# Term_Project - Recommendation System
## Initial and Set config
### 結果共用連結: https://drive.google.com/drive/folders/1d_FzC6vwwCdwkUU9hfPHk3blut6E6xq2?usp=sharing
#### 兩題共約20min

In [7]:
#initial
import math
import os
from pyspark import StorageLevel
import time
from pyspark import SparkContext, SparkConf
sc.stop()
conf = SparkConf().setMaster("local").setAppName("Recommendation System")
conf = SparkConf().set("spark.default.parallelism",8)\
    .set('spark.driver.memory', '12G') \
    .set('spark.driver.maxResultSize', '100G')\
    .set('spark.memory.fraction',0.9)\
    .set("spark.hadoop.validateOutputSpecs", "False")\
    .set("spark.serializer","org.apache.spark.serializer.KryoSerializer")\
    .set("spark.kryoserializer.buffer.max",'2000m')
    #.set("spark.executor.instances", 4)\
    #.set("spark.executor.cores", 4)
    #.set('spark.executor.cores',4) \
sc = SparkContext(conf = conf)

## Get input data
1. 利用sc.textFile()取得資料夾內ratings.csv
2. 使用filter 將 header 那一列去掉
3. 之後使用map function getNecesssary()來將每個line依據逗號切分，並重新排列順序形成一以movie id為key, (user, rating)為value 的 RDD
4. 再來利用groupByKey()來將相同movie id的line合併再一起，形成一以movie id 為key, 所有有評分該movie的(user,rateing)為values的RDD

## Input Data
1. 取自https://grouplens.org/datasets/movielens/
2. format: (userID, movieID, rating)
•••
**待辦任務**
1 - 請輸出推薦系統專案節錄中自「## Get input」起至「(userID, movieID, rating)」止的那一段原文，逐字照錄。
2 - 請用兩句話概述推薦系統專案節錄的內容。
3 - 請將推薦系統專案節錄中的這句話譯成英文：「使用filter 將 header 那一列去掉」。
作答時只能依據推薦系統專案節錄本身。

**提供素材**
•••
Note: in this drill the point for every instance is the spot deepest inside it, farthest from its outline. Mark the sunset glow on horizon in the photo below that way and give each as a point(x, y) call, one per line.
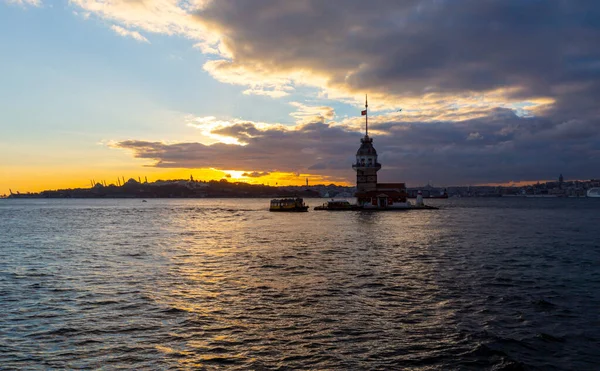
•••
**逐項結果**
1 -
## Get input data
1. 利用sc.textFile()取得資料夾內ratings.csv
2. 使用filter 將 header 那一列去掉
3. 之後使用map function getNecesssary()來將每個line依據逗號切分，並重新排列順序形成一以movie id為key, (user, rating)為value 的 RDD
4. 再來利用groupByKey()來將相同movie id的line合併再一起，形成一以movie id 為key, 所有有評分該movie的(user,rateing)為values的RDD

## Input Data
1. 取自https://grouplens.org/datasets/movielens/
2. format: (userID, movieID, rating)

2 - 此專案以 Spark 建立推薦系統，先透過 SparkConf 設定平行度、driver 記憶體與 Kryo 序列化等參數，再建立 SparkContext。輸入資料取自 MovieLens，讀入 ratings.csv 後去掉標題列，將每行依逗號切分並重排成以 movie id 為鍵的 RDD，再以 groupByKey() 把同一部電影的 (user, rating) 合併在一起。

3 - Use filter to remove the header row.